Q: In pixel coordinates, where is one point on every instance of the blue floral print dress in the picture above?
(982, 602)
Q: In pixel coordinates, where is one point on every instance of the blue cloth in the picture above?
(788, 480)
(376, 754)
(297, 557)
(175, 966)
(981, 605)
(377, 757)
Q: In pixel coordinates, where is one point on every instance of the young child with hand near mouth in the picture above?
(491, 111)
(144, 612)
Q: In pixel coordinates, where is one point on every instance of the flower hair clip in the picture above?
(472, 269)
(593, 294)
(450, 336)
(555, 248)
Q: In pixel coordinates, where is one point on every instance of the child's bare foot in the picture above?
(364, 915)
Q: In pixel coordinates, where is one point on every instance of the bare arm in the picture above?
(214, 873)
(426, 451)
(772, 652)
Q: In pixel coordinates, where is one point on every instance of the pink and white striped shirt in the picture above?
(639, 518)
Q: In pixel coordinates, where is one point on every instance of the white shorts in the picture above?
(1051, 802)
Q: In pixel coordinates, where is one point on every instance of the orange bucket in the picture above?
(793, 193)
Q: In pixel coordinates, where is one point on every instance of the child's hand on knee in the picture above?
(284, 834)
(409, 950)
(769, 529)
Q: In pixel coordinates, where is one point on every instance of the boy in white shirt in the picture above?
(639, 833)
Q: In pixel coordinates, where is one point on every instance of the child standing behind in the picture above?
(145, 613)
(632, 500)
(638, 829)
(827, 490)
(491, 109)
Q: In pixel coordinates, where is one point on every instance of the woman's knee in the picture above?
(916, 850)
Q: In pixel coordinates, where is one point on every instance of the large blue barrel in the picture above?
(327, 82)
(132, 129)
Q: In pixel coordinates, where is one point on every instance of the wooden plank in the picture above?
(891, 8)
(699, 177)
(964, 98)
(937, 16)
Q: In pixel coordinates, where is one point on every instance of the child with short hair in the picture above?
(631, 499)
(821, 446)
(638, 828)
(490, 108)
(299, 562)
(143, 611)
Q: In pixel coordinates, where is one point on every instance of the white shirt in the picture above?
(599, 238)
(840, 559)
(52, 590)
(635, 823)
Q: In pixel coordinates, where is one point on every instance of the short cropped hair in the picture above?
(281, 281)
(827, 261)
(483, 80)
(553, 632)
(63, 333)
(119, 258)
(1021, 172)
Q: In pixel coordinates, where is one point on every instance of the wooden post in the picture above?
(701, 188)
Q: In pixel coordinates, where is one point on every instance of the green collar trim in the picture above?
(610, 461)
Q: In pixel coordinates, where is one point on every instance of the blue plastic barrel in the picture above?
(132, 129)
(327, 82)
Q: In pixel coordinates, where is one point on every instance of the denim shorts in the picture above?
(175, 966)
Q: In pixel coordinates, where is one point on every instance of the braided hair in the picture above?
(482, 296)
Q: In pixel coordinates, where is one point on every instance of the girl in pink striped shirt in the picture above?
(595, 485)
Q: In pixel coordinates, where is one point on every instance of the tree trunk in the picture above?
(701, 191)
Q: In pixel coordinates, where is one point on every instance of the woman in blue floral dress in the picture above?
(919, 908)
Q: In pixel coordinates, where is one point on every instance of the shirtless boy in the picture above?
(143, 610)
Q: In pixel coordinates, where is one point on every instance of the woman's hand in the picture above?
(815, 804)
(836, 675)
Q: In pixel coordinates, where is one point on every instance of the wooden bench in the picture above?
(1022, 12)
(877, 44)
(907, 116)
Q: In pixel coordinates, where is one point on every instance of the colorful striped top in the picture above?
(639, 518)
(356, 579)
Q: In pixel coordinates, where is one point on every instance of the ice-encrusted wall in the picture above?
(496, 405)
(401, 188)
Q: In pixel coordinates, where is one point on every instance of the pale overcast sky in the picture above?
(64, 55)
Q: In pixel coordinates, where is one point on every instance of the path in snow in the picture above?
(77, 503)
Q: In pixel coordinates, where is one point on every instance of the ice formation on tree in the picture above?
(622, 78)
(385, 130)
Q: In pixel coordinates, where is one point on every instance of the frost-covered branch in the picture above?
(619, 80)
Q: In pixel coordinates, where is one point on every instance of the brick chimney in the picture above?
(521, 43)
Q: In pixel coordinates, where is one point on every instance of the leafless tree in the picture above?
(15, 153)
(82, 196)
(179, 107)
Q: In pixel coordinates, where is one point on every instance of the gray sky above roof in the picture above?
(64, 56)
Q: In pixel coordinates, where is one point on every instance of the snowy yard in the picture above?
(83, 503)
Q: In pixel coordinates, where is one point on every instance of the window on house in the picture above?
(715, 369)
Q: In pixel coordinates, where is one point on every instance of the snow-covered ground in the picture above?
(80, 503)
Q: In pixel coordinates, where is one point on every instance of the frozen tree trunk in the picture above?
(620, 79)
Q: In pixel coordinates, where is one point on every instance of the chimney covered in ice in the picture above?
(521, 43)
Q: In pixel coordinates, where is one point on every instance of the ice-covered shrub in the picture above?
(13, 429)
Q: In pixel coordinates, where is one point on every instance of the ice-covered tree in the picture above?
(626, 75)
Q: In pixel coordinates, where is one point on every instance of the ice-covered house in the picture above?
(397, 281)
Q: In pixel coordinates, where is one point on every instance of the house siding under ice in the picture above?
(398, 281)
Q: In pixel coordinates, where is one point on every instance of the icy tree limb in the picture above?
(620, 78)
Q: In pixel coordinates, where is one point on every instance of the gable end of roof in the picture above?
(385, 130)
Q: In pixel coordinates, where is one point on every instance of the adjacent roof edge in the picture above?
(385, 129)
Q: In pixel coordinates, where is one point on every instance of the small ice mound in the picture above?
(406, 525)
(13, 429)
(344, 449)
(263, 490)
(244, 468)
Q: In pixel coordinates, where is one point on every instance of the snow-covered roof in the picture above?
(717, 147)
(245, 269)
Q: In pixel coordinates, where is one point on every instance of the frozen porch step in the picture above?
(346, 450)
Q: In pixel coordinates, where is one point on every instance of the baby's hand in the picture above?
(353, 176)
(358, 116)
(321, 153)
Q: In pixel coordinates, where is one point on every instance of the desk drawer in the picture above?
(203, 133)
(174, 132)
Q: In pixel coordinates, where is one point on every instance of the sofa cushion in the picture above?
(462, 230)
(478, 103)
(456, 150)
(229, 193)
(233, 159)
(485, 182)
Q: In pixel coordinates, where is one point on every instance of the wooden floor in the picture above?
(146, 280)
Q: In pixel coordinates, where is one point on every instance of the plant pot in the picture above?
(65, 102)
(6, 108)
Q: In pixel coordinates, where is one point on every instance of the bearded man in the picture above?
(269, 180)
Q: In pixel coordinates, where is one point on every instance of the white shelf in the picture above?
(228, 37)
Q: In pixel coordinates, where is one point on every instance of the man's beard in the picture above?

* _EXERCISE_: Copy word for word the part of the data above that opens with the line containing "limb in the picture above?" and continues through the end of the data, both ends included.

* _COMPLETED EXERCISE_:
Q: In pixel coordinates, where is one point on every instance of the icy tree limb in the picture above?
(620, 78)
Q: In pixel coordinates, where is one point on every instance of the gable end of roof in the picture above?
(385, 130)
Q: In pixel coordinates, where is one point on every instance of the adjacent roof edge in the picture above?
(385, 129)
Q: In pixel coordinates, where is one point on every instance of the small ice mound in the picture above?
(406, 525)
(13, 429)
(344, 449)
(263, 490)
(244, 468)
Q: In pixel coordinates, where is one point on every instance of the snow-covered roof in the picture above?
(717, 147)
(245, 269)
Q: In pixel coordinates, where is one point on every instance of the frozen porch step in the picture above?
(346, 450)
Q: In pixel coordinates, where is one point on every instance of the baby's hand in the picture above?
(353, 176)
(358, 116)
(321, 153)
Q: In pixel coordinates, where is one point on every instance of the desk drawer in the picture above?
(203, 133)
(174, 132)
Q: In pixel coordinates, where is one point on every instance of the sofa cushion in the picture above?
(462, 230)
(478, 103)
(456, 150)
(229, 193)
(233, 159)
(485, 182)
Q: In pixel coordinates, where is one point on every instance of the wooden floor in the picture above?
(146, 280)
Q: In pixel coordinates, where is one point on every instance of the plant pot in the picture above?
(65, 102)
(6, 108)
Q: In pixel coordinates, where is one point on every instance of the bearded man in the picture above?
(269, 180)
Q: In pixel coordinates, where is one point on every instance of the white shelf in the picture above?
(228, 37)
Q: In pixel coordinates, where is one point on every instance of the man's beard in the picture above?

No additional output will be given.